**WHAT THIS TASK INVOLVES:**
Print each of the entries exactly, leaving nothing out.

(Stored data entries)
◇ ◇ ◇

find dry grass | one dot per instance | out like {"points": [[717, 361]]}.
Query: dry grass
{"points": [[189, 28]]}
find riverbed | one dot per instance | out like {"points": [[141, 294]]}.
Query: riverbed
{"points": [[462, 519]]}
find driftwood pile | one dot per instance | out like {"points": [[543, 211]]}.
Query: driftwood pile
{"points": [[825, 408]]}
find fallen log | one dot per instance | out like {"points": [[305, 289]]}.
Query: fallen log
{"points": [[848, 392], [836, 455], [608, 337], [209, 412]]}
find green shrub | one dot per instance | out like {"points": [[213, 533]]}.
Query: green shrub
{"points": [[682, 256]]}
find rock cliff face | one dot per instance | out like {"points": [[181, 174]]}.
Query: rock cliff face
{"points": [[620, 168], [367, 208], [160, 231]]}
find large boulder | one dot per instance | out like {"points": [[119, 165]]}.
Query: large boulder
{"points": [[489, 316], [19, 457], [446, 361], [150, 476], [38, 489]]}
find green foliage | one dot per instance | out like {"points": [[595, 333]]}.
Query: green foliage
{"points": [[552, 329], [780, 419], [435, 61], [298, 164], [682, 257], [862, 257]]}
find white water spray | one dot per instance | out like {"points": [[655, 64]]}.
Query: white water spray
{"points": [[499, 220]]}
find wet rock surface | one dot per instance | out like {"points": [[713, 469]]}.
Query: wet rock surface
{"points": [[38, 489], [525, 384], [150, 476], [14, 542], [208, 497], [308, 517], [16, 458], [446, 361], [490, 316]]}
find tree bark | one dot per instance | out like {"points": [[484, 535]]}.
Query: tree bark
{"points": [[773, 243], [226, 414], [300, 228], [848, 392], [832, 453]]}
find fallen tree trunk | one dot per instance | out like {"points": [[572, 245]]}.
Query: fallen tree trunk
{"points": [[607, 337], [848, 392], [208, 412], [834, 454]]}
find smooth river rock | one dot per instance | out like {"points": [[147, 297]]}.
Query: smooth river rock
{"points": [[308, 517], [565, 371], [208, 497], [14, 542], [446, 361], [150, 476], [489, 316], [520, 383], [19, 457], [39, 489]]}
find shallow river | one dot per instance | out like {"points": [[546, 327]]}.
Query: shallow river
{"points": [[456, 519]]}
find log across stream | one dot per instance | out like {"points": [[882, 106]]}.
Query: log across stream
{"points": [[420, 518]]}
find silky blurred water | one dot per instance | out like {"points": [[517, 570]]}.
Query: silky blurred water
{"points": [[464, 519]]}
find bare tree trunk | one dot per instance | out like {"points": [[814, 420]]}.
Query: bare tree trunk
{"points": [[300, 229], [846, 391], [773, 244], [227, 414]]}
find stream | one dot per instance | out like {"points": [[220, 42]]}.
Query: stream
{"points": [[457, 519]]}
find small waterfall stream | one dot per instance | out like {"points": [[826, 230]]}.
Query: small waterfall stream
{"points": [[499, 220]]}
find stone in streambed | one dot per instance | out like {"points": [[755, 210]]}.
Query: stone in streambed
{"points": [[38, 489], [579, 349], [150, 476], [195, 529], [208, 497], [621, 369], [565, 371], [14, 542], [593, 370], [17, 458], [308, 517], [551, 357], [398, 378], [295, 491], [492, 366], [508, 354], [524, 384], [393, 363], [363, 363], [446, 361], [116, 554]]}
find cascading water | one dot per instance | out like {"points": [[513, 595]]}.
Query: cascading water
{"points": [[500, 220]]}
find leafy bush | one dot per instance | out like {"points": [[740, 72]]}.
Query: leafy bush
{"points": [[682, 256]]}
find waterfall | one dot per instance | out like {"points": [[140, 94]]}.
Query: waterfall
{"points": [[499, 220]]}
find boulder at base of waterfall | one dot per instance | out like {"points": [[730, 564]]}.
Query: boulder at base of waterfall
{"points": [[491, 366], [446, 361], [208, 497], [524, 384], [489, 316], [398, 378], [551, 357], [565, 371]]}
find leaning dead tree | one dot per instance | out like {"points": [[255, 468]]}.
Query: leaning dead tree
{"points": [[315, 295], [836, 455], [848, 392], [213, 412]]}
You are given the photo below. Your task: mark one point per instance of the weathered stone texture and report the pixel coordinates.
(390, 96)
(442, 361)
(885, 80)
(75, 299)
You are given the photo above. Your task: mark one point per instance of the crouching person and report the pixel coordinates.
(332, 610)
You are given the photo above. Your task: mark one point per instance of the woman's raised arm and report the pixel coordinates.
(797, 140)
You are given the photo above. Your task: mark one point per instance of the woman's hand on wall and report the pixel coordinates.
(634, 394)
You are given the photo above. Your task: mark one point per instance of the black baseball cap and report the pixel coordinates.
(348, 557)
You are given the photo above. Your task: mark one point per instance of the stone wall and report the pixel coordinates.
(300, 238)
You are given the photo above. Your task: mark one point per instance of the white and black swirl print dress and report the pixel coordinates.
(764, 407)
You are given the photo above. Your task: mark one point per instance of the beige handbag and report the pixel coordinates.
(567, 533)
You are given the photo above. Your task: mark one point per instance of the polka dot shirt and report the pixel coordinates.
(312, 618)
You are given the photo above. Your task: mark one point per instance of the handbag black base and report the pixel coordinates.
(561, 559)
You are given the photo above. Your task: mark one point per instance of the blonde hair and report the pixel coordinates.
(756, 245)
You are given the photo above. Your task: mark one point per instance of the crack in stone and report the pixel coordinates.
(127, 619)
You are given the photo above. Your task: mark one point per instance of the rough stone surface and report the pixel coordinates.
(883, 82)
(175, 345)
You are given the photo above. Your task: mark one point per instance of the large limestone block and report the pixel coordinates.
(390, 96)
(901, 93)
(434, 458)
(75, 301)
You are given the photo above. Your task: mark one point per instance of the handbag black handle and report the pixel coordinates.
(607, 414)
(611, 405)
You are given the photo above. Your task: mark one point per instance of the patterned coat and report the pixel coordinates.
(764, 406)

◇ ◇ ◇

**RESULT:**
find dry grass | one dot per instance | out like {"points": [[717, 361]]}.
Query: dry grass
{"points": [[189, 28]]}
find riverbed | one dot per instance | out like {"points": [[141, 294]]}.
Query: riverbed
{"points": [[462, 519]]}
find driftwood pile | one dot per instance | out like {"points": [[543, 211]]}.
Query: driftwood pile
{"points": [[825, 408]]}
find fallen log | one dot per instance | out like {"points": [[305, 289]]}.
Query: fallen log
{"points": [[848, 392], [836, 455], [608, 337], [209, 412]]}
find green shrub | one dot per instance | out like {"points": [[213, 533]]}.
Query: green shrub
{"points": [[682, 256]]}
find rock cliff face | one dot per instance | out like {"points": [[181, 174]]}.
Query: rock cliff face
{"points": [[620, 168], [367, 208], [160, 231]]}
find large boulder | one dot per instance | out like {"points": [[119, 165]]}.
Query: large boulder
{"points": [[489, 316], [19, 457], [446, 361], [150, 476], [38, 489]]}
find green foliage | one dot per instance | out like {"points": [[595, 333]]}.
Query: green foliage
{"points": [[552, 329], [780, 419], [435, 61], [298, 164], [682, 257], [862, 257]]}
find white water spray | one dot per instance | out like {"points": [[655, 64]]}.
Query: white water spray
{"points": [[499, 220]]}
find wet rock surface | one dot per instance | out like {"points": [[713, 469]]}.
Query: wet rock surface
{"points": [[38, 489], [525, 384], [150, 476], [14, 542], [208, 497], [308, 517], [16, 458], [446, 361], [490, 316]]}
find tree bark | one dot per instance | out like {"points": [[484, 535]]}.
Query: tree bark
{"points": [[773, 243], [226, 414], [300, 228], [848, 392], [832, 453]]}
find fallen tree trunk | one dot per instance | out like {"points": [[572, 245]]}.
Query: fallen tree trunk
{"points": [[607, 337], [848, 392], [208, 412], [834, 454]]}
find smooth river rock | one dot per instance | out like {"points": [[147, 297]]}.
Query: smooth river rock
{"points": [[308, 517], [565, 371], [208, 497], [14, 542], [446, 361], [150, 476], [489, 316], [520, 383], [19, 457], [39, 489]]}
find shallow river | one dot per instance | out like {"points": [[546, 327]]}.
Query: shallow river
{"points": [[456, 519]]}
find log across stream | one dot per instance | out like {"points": [[882, 106]]}.
Query: log across stream
{"points": [[420, 518]]}
find silky blurred water | one dot per instance | out like {"points": [[517, 570]]}.
Query: silky blurred water
{"points": [[464, 519]]}
find bare tree trunk | one dot per instance | out like {"points": [[814, 420]]}.
Query: bare tree trunk
{"points": [[300, 229], [846, 391], [773, 244], [227, 414]]}
find stream | one dot per instance | out like {"points": [[220, 42]]}.
Query: stream
{"points": [[457, 519]]}
find small waterfall stream | one dot per instance | out like {"points": [[826, 230]]}.
Query: small waterfall stream
{"points": [[499, 220]]}
find stone in streambed | one dot per instance | out like {"points": [[755, 210]]}.
Query: stone in streambed
{"points": [[38, 489], [579, 349], [150, 476], [195, 529], [208, 497], [621, 369], [565, 371], [14, 542], [593, 370], [17, 458], [308, 517], [551, 357], [398, 378], [295, 491], [492, 366], [508, 354], [524, 384], [393, 363], [363, 363], [446, 361], [116, 554]]}
find cascading water | one dot per instance | out like {"points": [[513, 595]]}.
Query: cascading water
{"points": [[500, 220]]}
find leafy bush | one dot per instance | out like {"points": [[740, 72]]}.
Query: leafy bush
{"points": [[682, 256]]}
find waterfall | one dot per instance | out like {"points": [[140, 94]]}.
Query: waterfall
{"points": [[499, 220]]}
find boulder at base of waterfall | one dot per instance | out like {"points": [[730, 564]]}.
Query: boulder at base of waterfall
{"points": [[491, 366], [446, 361], [208, 497], [524, 384], [489, 316], [398, 378], [551, 357], [565, 371]]}
find leaning dead tree | one dot per instance | out like {"points": [[255, 468]]}.
Query: leaning dead tree
{"points": [[315, 295], [836, 455], [848, 392], [213, 412]]}
You are given the photo below. Your task: mark one point per instance of the weathered stone texture and report the pixel coordinates.
(390, 96)
(442, 361)
(885, 80)
(75, 299)
You are given the photo above. Your task: mark one point per instance of the crouching person and report the pixel coordinates.
(332, 610)
You are given the photo above. Your task: mark one point per instance of the woman's raised arm and report the pixel coordinates.
(797, 140)
You are given the photo above. Your task: mark one point per instance of the woman's hand on wall and report the pixel coordinates.
(634, 394)
You are given the photo above. Your task: mark one point per instance of the black baseball cap and report the pixel coordinates.
(348, 557)
You are given the photo above. Your task: mark one point per instance of the stone wall and report the pixel coordinates.
(300, 238)
You are given the photo above. Your task: mark one point per instance of the white and black swirl print dress and report the pixel coordinates.
(764, 407)
You are given the photo above. Your task: mark one point per instance of the beige handbag and report the pixel coordinates.
(567, 533)
You are given the photo above. Your task: mark one point per instance of the polka dot shirt and report the pixel coordinates.
(312, 618)
You are given the photo above. Your task: mark one point per instance of the handbag black base and report the pixel coordinates.
(561, 559)
You are given the photo above. Your task: mark one point per instance of the blonde hair and report the pixel coordinates.
(756, 245)
You are given the photo above. Your task: mark one point per instance of the crack in stone and report the pixel coordinates.
(127, 619)
You are given the photo above. Your task: mark one point per instance of the rough stone surface and report the pixel coordinates.
(883, 82)
(175, 345)
You are given the photo above. Your task: mark one point per instance of the large limestone block and report the pixel coordinates.
(390, 96)
(901, 93)
(434, 458)
(75, 301)
You are given the photo above. Your task: mark one point per instance of the handbag black handle and report the pixel coordinates.
(607, 414)
(611, 405)
You are given the photo above. Your task: mark one point per instance of the patterned coat and report the pixel coordinates.
(764, 406)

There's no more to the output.